» Instructions to follow: Could you print the entries below exactly, starting at the line that contains "Where can the dark storm" and stopping after the last one?

Data records
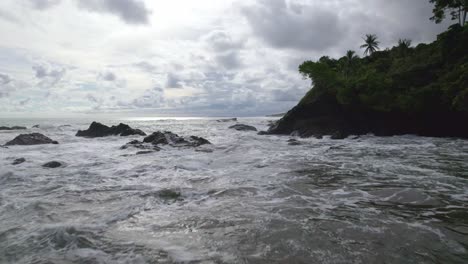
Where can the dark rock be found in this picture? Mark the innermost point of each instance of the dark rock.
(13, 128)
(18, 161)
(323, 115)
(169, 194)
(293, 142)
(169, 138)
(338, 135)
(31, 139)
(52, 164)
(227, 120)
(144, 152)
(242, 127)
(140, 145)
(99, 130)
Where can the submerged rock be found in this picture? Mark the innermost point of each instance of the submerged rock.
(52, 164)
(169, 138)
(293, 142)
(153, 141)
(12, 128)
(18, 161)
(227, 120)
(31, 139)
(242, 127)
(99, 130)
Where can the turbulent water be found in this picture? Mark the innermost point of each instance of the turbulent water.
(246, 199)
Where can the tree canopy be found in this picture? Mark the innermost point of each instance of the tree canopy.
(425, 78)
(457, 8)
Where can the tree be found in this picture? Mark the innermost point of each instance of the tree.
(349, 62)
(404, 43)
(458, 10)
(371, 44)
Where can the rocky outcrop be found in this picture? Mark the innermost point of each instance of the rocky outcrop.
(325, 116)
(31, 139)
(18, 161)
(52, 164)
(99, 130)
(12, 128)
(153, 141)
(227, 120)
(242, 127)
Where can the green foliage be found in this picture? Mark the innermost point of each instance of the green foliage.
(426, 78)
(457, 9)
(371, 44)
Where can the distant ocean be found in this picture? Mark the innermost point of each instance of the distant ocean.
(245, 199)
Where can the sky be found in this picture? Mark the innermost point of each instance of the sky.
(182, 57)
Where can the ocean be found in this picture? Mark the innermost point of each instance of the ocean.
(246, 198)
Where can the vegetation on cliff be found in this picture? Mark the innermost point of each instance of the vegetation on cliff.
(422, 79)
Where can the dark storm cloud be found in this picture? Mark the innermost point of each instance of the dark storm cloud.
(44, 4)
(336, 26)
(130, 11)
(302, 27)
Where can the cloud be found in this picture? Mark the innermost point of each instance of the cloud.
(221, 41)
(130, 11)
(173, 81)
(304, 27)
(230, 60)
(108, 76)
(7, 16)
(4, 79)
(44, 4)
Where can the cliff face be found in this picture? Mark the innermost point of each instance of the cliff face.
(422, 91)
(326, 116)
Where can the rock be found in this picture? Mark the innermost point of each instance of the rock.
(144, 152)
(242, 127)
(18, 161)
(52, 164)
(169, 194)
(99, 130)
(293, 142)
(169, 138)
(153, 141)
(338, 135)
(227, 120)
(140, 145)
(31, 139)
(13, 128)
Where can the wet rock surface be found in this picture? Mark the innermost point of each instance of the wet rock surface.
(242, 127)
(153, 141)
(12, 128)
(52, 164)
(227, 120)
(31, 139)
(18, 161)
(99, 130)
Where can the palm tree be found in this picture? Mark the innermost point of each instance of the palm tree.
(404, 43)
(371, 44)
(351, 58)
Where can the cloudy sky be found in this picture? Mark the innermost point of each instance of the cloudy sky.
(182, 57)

» Answer box:
Where can the dark storm cloud be found in this picture? Mark the innermost point of each instance of the dark storm cloud.
(44, 4)
(336, 26)
(130, 11)
(302, 27)
Where can the cloud be found in this picture? Mark the innermost point of each instance of the cloud.
(221, 41)
(130, 11)
(173, 81)
(304, 27)
(230, 60)
(108, 76)
(7, 16)
(4, 79)
(44, 4)
Where can the cliff face be found in this picture? Mark the innermost point of each instance of the cliff face.
(422, 91)
(326, 116)
Where can the rock be found in this picture? Mark the innermost point of each instance of the rock.
(144, 152)
(242, 127)
(18, 161)
(52, 164)
(169, 194)
(99, 130)
(293, 142)
(169, 138)
(153, 141)
(338, 135)
(227, 120)
(140, 145)
(31, 139)
(13, 128)
Where can the wet rock surface be found in this picture? Mark the innermost point of each instance of the wet rock surface.
(242, 127)
(153, 141)
(12, 128)
(52, 164)
(227, 120)
(31, 139)
(18, 161)
(99, 130)
Where can the palm tree be found in this picture? Mark the innermost point of each instance of the palm tree.
(404, 43)
(371, 44)
(351, 58)
Where can the cloudy sky be found in this picture? Mark the innermost point of each instance of the cloudy sky.
(182, 57)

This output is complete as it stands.